• **Texte choisi**
★ ★ ★

L'abbaye du Vignogoul
Le Vignogoul, abbaye de femmes, est remarquablement situé au coeur d'une plaine fertile, bonne à cultiver, entouré de collines couvertes de garrigues et de bois. La plaine est peuplée, comme en témoignent de nombreux vestiges archéologiques, la présence d'une paroisse disparue et du château de Saint-Martin.A peu de distance, une couronne de villages fortifiés : Pignan, Saussan, Lavérune, Saint-Georges, Murviel, hérissent leurs castra (forteresses), leurs remparts et leurs tours, sur de petites buttes. Là-bas, à l'horizon, la grande ville : Montpellier.
On pense naturellement au mot vigne. Ce n'est pas si simple. En fait, les linguistes nous disent que l'origine du mot est inconnue. Cependant, en 1696, les religieuses ont choisi de faire figurer dans leurs armoiries, le sarment et le raisin. L'étymologie populaire s'est imposée.
La première mention de ce lieu, comme siège d'une communauté religieuse, date de 1150, sous la dénomination de Notre-Dame de Bon Lieu. Sommes-nous là, à l'origine du prieuré ? Sa création pourrait être bien antérieure. Jean Segondy suggère de la faire remonter aux années de l'épiscopat de Galtier (1104-1128), voire à celui du grand Arnaud (1048-1078).
Une communauté monastique qui change de règles
A l'origine, le monastère est placé sous la juridiction de l'évêque de Maguelone, avec une règle probablement bénédictine. Il passe sous l'obédience de Cîteaux en 1178. Il dépend alors de l'abbaye de Valmagne sise à quelque 25 km de là. En 1259, le monastère devient une abbaye. La nouvelle supérieure, Guillaumette Daudé, prend alors le titre d'abesse. La maison va garder cette appellation jusqu'à sa disparition en 1791.

★ ★ ★

• **Travail à faire**
Recopiez le passage du texte sur l'abbaye du Vignogoul qui va de « La première mention » jusqu'à « grand Arnaud (1048-1078). », en remplaçant « prieuré » par « monastère ».

★ ★ ★

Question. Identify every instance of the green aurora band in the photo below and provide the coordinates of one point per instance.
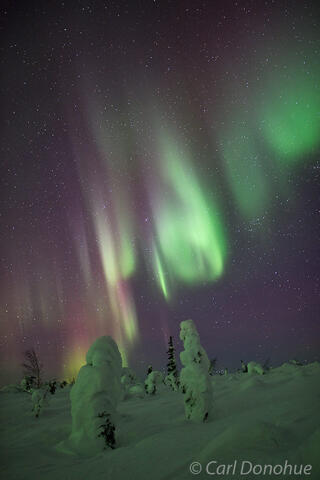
(291, 120)
(190, 238)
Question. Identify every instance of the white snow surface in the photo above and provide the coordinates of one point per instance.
(264, 419)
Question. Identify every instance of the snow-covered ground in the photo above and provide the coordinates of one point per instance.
(262, 419)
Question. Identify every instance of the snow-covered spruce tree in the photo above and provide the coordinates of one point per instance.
(172, 379)
(212, 367)
(244, 367)
(28, 383)
(154, 379)
(33, 367)
(94, 396)
(195, 381)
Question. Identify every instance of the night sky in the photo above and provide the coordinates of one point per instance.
(160, 162)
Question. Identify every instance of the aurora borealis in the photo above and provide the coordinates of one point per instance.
(160, 162)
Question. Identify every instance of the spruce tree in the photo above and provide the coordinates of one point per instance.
(172, 366)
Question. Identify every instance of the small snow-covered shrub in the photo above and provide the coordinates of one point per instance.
(28, 383)
(194, 378)
(255, 368)
(39, 399)
(136, 391)
(172, 381)
(128, 376)
(154, 379)
(107, 430)
(52, 385)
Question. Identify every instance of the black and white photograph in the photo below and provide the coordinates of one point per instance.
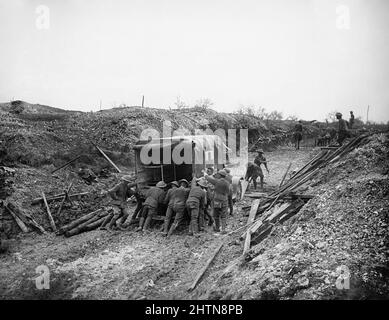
(208, 152)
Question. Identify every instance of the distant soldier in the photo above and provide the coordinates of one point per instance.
(222, 200)
(259, 160)
(352, 120)
(343, 132)
(178, 208)
(298, 134)
(196, 202)
(252, 173)
(155, 196)
(119, 194)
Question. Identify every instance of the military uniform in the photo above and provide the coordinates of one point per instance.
(196, 202)
(221, 201)
(154, 197)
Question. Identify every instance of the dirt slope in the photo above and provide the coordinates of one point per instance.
(345, 225)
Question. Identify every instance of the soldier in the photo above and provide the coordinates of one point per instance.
(352, 120)
(222, 199)
(180, 196)
(196, 202)
(252, 173)
(298, 134)
(155, 196)
(119, 194)
(260, 159)
(139, 205)
(342, 129)
(169, 201)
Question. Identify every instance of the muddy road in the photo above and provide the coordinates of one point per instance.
(128, 265)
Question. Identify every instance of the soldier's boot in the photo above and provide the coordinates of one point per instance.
(201, 223)
(147, 223)
(224, 225)
(171, 230)
(141, 222)
(216, 228)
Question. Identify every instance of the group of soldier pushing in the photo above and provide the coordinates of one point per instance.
(207, 197)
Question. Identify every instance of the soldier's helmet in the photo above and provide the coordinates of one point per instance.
(127, 178)
(161, 184)
(185, 181)
(202, 183)
(223, 173)
(174, 183)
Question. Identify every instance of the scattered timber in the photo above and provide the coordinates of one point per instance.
(66, 164)
(59, 197)
(49, 213)
(204, 269)
(108, 159)
(77, 222)
(19, 222)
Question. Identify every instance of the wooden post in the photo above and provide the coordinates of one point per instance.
(49, 213)
(204, 269)
(286, 172)
(108, 159)
(247, 242)
(66, 164)
(66, 196)
(19, 222)
(253, 211)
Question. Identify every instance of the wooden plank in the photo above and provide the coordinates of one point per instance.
(19, 222)
(253, 211)
(286, 172)
(64, 198)
(247, 242)
(49, 213)
(204, 269)
(58, 197)
(80, 220)
(108, 159)
(244, 185)
(66, 164)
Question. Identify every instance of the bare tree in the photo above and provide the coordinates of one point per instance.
(180, 104)
(204, 103)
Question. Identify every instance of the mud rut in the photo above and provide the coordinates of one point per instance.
(129, 265)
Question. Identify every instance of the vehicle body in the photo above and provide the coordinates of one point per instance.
(179, 157)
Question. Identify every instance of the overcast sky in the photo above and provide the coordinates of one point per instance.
(301, 57)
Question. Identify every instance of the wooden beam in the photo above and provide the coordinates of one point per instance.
(49, 213)
(64, 198)
(286, 172)
(247, 242)
(66, 164)
(58, 197)
(204, 269)
(108, 159)
(253, 211)
(19, 222)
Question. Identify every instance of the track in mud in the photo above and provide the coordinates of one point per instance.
(128, 265)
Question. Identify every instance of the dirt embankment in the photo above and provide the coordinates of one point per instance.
(36, 135)
(341, 233)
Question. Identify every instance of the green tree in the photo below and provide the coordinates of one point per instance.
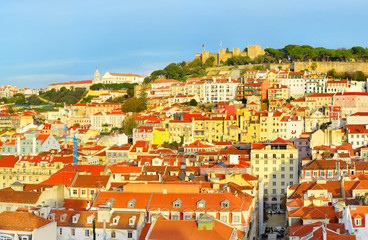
(258, 67)
(314, 66)
(283, 202)
(332, 73)
(193, 102)
(358, 75)
(359, 51)
(18, 95)
(290, 99)
(209, 62)
(146, 80)
(133, 105)
(129, 124)
(34, 100)
(143, 98)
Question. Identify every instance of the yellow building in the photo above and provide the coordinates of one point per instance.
(272, 77)
(269, 125)
(29, 169)
(179, 128)
(277, 164)
(249, 125)
(278, 91)
(160, 136)
(215, 128)
(321, 99)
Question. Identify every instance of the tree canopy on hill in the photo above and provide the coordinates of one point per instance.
(292, 53)
(64, 95)
(115, 86)
(182, 71)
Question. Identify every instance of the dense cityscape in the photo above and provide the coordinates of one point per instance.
(253, 151)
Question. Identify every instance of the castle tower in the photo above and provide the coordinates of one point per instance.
(97, 76)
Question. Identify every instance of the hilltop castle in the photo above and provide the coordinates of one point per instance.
(252, 51)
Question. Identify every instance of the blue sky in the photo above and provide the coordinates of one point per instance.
(44, 41)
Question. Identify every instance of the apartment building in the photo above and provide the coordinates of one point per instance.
(277, 164)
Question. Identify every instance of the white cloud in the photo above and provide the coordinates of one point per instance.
(41, 80)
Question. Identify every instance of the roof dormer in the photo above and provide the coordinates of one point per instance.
(132, 220)
(90, 219)
(225, 203)
(115, 220)
(201, 203)
(52, 217)
(131, 203)
(75, 218)
(110, 202)
(177, 203)
(63, 217)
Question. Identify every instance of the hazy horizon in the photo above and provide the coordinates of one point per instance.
(43, 42)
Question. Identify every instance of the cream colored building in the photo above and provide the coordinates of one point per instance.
(277, 164)
(109, 78)
(209, 90)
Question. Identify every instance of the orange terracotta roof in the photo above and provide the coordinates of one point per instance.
(19, 197)
(91, 181)
(184, 230)
(21, 221)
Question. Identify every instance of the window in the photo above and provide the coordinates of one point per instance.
(177, 203)
(358, 221)
(201, 203)
(187, 217)
(131, 203)
(225, 203)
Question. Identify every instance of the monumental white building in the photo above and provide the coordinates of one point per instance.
(109, 78)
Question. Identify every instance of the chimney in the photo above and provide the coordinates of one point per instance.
(34, 146)
(18, 145)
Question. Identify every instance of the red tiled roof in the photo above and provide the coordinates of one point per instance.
(21, 221)
(184, 230)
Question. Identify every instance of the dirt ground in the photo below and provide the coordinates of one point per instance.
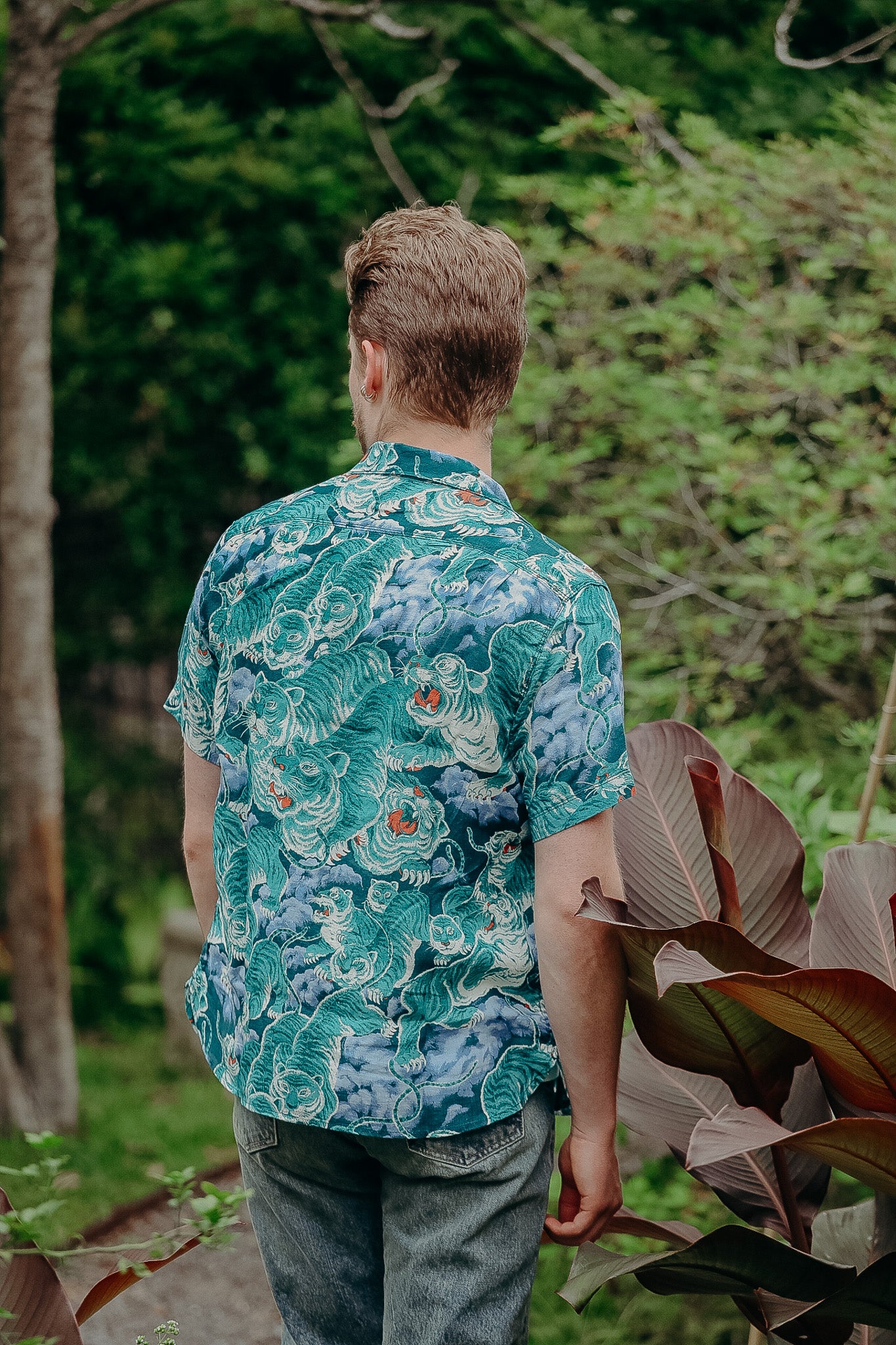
(217, 1297)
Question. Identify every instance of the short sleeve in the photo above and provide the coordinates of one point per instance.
(572, 759)
(192, 697)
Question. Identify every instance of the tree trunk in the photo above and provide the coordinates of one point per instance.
(38, 1076)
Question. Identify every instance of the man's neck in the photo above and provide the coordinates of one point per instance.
(475, 445)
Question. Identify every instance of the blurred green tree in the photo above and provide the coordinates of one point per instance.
(707, 410)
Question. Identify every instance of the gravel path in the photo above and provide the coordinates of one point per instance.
(218, 1297)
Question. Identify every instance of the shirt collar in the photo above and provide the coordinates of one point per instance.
(427, 466)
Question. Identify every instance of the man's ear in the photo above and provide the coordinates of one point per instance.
(373, 377)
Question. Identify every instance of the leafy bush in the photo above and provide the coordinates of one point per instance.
(708, 403)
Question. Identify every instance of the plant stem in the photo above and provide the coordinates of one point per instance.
(879, 758)
(789, 1200)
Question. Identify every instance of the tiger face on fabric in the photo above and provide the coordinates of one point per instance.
(405, 686)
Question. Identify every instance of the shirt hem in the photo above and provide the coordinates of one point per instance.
(373, 1128)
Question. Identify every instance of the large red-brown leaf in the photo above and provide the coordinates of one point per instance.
(711, 806)
(861, 1146)
(667, 1103)
(853, 925)
(870, 1300)
(694, 1028)
(664, 856)
(662, 1229)
(729, 1261)
(848, 1017)
(110, 1286)
(33, 1292)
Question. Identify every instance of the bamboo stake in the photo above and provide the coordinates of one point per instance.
(879, 758)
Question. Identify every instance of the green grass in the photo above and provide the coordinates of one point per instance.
(136, 1113)
(139, 1115)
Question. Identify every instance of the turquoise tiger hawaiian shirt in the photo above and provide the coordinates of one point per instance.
(405, 685)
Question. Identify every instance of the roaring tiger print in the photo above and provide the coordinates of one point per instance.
(405, 686)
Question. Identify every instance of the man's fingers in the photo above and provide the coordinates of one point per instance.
(586, 1227)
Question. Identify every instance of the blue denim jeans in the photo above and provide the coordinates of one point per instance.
(400, 1242)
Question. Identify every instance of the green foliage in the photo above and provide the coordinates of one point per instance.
(139, 1119)
(707, 409)
(211, 171)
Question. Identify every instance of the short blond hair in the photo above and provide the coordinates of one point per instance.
(446, 299)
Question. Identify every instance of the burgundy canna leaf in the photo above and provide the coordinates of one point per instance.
(664, 1229)
(668, 1103)
(666, 861)
(694, 1028)
(848, 1017)
(861, 1146)
(119, 1281)
(729, 1261)
(711, 806)
(853, 925)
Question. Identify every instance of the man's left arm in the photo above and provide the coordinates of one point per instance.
(202, 782)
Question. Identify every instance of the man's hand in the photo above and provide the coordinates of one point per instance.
(591, 1191)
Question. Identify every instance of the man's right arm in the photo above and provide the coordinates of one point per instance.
(584, 984)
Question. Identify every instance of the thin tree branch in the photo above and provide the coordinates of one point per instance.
(370, 110)
(648, 123)
(333, 10)
(880, 41)
(416, 91)
(101, 23)
(379, 19)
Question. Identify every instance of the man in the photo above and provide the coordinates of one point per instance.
(402, 711)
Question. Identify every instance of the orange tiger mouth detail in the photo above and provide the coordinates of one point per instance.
(430, 701)
(284, 799)
(400, 825)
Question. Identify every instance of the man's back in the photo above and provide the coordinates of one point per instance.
(405, 685)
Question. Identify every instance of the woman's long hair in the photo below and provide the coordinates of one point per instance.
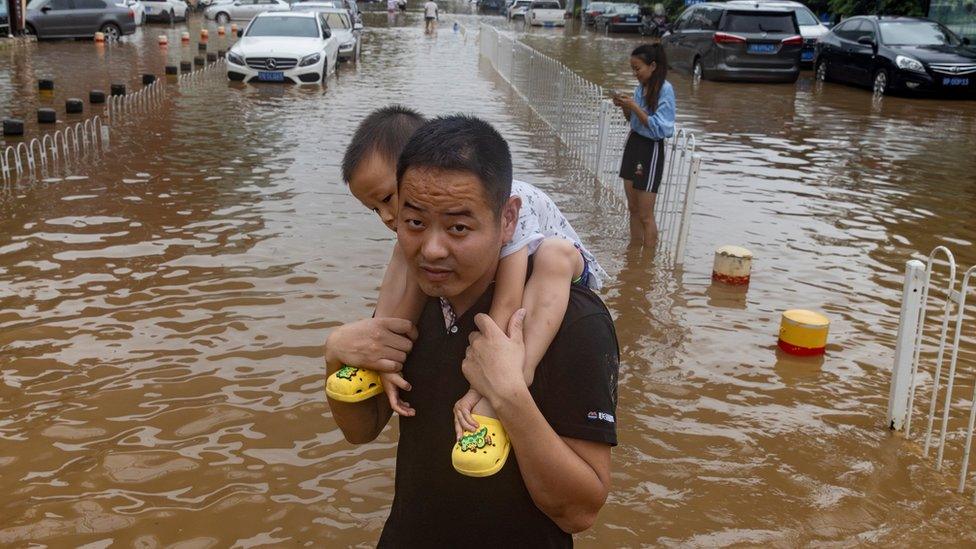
(653, 53)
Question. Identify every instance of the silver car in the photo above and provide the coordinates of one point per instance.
(243, 10)
(79, 19)
(343, 29)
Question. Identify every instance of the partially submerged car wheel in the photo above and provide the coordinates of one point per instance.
(697, 71)
(822, 71)
(111, 31)
(881, 82)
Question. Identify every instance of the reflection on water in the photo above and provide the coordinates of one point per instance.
(161, 316)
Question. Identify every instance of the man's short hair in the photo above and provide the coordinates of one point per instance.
(385, 132)
(466, 144)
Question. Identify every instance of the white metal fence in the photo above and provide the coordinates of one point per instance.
(41, 157)
(917, 300)
(595, 131)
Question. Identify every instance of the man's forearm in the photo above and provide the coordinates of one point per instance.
(562, 484)
(360, 422)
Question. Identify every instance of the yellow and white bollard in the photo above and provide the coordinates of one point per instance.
(733, 265)
(803, 333)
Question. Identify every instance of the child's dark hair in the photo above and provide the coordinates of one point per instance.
(467, 144)
(653, 53)
(385, 132)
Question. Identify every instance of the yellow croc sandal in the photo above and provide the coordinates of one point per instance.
(351, 384)
(483, 452)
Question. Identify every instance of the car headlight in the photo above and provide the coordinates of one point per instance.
(310, 60)
(909, 64)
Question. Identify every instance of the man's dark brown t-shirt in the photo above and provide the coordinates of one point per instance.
(575, 388)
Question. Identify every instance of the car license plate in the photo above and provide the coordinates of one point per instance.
(271, 76)
(761, 48)
(955, 81)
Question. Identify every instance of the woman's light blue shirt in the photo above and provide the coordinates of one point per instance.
(660, 124)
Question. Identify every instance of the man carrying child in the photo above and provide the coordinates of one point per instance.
(454, 214)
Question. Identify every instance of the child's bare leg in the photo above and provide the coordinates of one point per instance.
(400, 297)
(546, 296)
(509, 284)
(557, 263)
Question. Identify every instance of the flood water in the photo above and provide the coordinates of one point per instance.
(162, 314)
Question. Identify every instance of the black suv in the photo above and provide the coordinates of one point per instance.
(736, 42)
(897, 54)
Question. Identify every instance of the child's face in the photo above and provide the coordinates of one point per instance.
(374, 184)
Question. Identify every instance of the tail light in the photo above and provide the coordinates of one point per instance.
(726, 38)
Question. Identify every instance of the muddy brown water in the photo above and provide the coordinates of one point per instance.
(162, 313)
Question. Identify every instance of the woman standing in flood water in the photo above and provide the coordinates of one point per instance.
(651, 113)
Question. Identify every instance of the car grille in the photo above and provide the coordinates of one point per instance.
(953, 68)
(261, 63)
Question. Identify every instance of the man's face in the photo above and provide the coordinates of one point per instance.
(448, 232)
(373, 183)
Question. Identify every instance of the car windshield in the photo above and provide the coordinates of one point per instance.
(625, 9)
(337, 20)
(312, 7)
(309, 6)
(806, 18)
(758, 22)
(304, 27)
(917, 33)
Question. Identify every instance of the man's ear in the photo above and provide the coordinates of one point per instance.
(510, 213)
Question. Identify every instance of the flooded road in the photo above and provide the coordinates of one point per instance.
(161, 317)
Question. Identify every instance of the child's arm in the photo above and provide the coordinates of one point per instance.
(509, 286)
(400, 297)
(556, 264)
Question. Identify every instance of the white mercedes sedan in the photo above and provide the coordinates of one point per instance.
(284, 47)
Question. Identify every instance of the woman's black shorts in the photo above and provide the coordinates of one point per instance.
(643, 162)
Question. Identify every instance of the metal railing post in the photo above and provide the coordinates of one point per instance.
(603, 129)
(679, 249)
(908, 327)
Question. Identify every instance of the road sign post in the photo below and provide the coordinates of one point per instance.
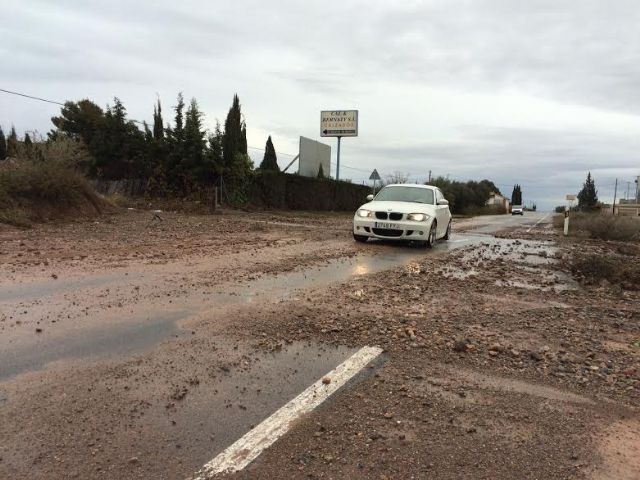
(374, 176)
(338, 160)
(338, 123)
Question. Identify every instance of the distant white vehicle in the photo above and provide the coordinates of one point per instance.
(418, 213)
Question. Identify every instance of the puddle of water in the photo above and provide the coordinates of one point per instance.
(528, 252)
(225, 409)
(136, 335)
(517, 386)
(143, 324)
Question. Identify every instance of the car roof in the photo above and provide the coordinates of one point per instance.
(412, 185)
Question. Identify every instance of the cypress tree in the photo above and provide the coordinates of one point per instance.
(516, 195)
(194, 143)
(3, 145)
(214, 152)
(588, 196)
(158, 130)
(270, 161)
(178, 129)
(233, 134)
(12, 143)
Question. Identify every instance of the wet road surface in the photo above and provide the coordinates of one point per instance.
(140, 323)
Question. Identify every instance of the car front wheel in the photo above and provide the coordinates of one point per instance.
(431, 241)
(448, 234)
(360, 238)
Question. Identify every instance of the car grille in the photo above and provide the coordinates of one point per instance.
(387, 232)
(390, 216)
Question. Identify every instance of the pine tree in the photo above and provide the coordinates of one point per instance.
(270, 161)
(12, 143)
(158, 130)
(3, 145)
(588, 196)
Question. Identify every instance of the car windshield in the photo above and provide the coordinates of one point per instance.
(405, 194)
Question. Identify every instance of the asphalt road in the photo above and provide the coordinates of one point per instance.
(64, 330)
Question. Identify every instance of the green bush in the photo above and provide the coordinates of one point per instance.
(36, 190)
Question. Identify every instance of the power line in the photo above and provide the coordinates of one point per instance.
(31, 97)
(54, 102)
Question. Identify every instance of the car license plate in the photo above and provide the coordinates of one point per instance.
(386, 225)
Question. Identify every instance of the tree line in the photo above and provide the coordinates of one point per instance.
(179, 156)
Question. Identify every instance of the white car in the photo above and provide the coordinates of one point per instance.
(417, 213)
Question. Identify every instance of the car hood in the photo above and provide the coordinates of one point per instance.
(401, 207)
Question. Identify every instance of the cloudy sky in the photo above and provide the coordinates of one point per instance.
(536, 92)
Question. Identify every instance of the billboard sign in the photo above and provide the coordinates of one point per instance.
(339, 123)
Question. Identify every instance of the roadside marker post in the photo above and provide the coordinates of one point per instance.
(374, 176)
(570, 198)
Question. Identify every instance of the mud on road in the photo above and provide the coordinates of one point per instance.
(497, 364)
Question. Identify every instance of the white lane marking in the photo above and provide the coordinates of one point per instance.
(241, 453)
(533, 226)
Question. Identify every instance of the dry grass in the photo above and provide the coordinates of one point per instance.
(600, 226)
(37, 190)
(593, 268)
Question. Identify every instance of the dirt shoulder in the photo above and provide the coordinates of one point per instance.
(498, 365)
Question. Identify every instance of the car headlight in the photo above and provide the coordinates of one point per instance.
(418, 217)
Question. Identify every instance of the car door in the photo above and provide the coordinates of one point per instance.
(442, 215)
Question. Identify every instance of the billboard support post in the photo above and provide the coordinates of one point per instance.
(338, 160)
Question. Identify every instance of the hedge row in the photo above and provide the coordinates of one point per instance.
(295, 192)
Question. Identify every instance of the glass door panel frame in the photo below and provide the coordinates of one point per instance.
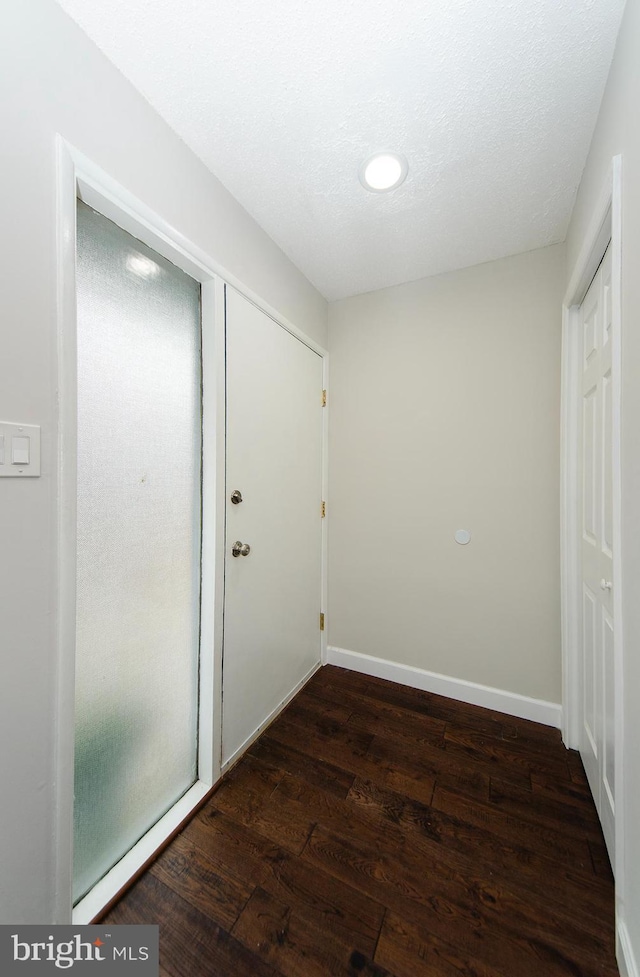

★ ★ ★

• **Réponse complète**
La première mention de ce lieu, comme siège d'une communauté religieuse, date de 1150, sous la dénomination de Notre-Dame de Bon Lieu. Sommes-nous là, à l'origine du monastère ? Sa création pourrait être bien antérieure. Jean Segondy suggère de la faire remonter aux années de l'épiscopat de Galtier (1104-1128), voire à celui du grand Arnaud (1048-1078).